Print every record below exactly as it stands, but leave out the pictures.

── Data under study ──

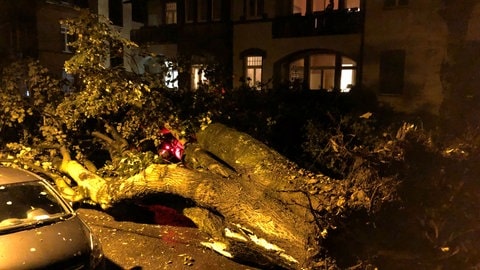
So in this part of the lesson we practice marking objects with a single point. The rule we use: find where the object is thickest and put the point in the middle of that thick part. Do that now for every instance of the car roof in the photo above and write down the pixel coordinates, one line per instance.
(10, 175)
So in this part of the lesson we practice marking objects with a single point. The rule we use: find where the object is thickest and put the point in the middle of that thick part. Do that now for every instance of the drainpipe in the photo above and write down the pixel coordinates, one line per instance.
(363, 7)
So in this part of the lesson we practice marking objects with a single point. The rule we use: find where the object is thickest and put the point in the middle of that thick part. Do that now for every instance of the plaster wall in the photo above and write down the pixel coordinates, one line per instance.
(258, 35)
(419, 30)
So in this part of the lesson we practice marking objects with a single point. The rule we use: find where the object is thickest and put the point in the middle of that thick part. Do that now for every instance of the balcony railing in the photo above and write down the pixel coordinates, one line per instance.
(348, 21)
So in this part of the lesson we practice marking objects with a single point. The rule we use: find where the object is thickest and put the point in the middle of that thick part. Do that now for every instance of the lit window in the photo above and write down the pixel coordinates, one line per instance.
(300, 6)
(198, 77)
(348, 75)
(66, 39)
(325, 72)
(296, 70)
(254, 71)
(254, 8)
(394, 3)
(171, 13)
(352, 4)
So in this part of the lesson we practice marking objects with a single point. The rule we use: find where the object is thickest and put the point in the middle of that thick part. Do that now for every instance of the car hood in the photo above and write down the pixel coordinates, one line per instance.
(64, 244)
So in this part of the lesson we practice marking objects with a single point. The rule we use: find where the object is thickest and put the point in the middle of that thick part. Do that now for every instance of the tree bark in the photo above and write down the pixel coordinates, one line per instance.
(248, 197)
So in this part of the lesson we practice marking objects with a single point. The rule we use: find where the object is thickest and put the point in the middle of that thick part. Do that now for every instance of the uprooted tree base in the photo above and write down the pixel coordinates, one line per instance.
(256, 205)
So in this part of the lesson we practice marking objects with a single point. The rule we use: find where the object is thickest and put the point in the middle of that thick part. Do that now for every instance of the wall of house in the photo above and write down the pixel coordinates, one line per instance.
(51, 42)
(419, 30)
(257, 34)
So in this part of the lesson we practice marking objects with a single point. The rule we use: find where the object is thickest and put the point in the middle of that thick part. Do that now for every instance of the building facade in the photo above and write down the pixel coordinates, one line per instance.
(312, 45)
(406, 52)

───

**Written response:**
So in this part of the lesson we practice marking objects with a single point. The rule we use: find where the object is thickest and put the point in the middle of that thick part. Do that now for every instance of the car roof in the photo above and write down the pixel coordinates, one line per instance.
(10, 175)
So in this part of the lesson we practice marking objects with a single point. The rule we use: find where the object is thickest and put the point in the middle of that thick part. Do that now for every instance of the drainpipe in the photo above and write down the pixel coordinates, one line per instance.
(363, 7)
So in this part of the lesson we practice marking objects with a single point. The rule we use: find where the object is thickest and put the point in the middle of that thick part. Do that now for every instance of the plaster wall in the photo above and write down the pixel coordinates, one line per instance.
(258, 35)
(419, 30)
So in this part of the lesson we practice marking objects with a single point. The rule we use: find where the object is thickest and put the point in the middle of that thick part. Do that now for every instance of the balcony railing in the photo above and write down the pixel coordinates, one line per instance.
(348, 21)
So in this part of the lesson we practice marking objects with a single point. The rule we use: find where the object is thickest and put the point in the middle of that thick part. Do that now for every instance of the lit window in the photo above and write down the pixel coordinates, one line per instance.
(300, 6)
(198, 77)
(348, 75)
(66, 39)
(325, 72)
(296, 70)
(254, 71)
(254, 8)
(394, 3)
(171, 13)
(352, 4)
So in this part of the lesson we practice marking objects with a single point. The rule we use: find where the object is thickest and put the point in the middle of that thick part. Do that now for every instance of the car hood in the photo above and write down the pixel coordinates, one line per instance.
(64, 244)
So in this part of the lesson we practice marking objects with a single point. The rule we use: find where the object is thickest and put the point in the middle of that thick part. Do that now for every instance of the tree bark in the photo above and write down the pixel coordinates, one line per instance.
(248, 197)
So in this part of the lesson we practice marking objects with a single point. The rule we use: find where the object is thickest and put the point in the middle of that thick part. Do that now for every instance of the uprooted tree base in the photo above and write down the pixel coordinates, one line per instance.
(256, 205)
So in this part of the lesson we practice marking objects with a single point. The rule we use: find where the object is thickest and put the point in the middle of that thick part. Do that now for every instance of the wall of house in the photo above and write down the pixel coordinates, one line per instance.
(51, 42)
(419, 30)
(257, 34)
So in this part of the lesson we practice marking objects with a single point. The rule we use: find where the object is thickest and put the point in the middle of that thick part. Do that now for every instance of the building facade in the photo above and write down the pixel coordinates, one line per instance.
(312, 45)
(406, 52)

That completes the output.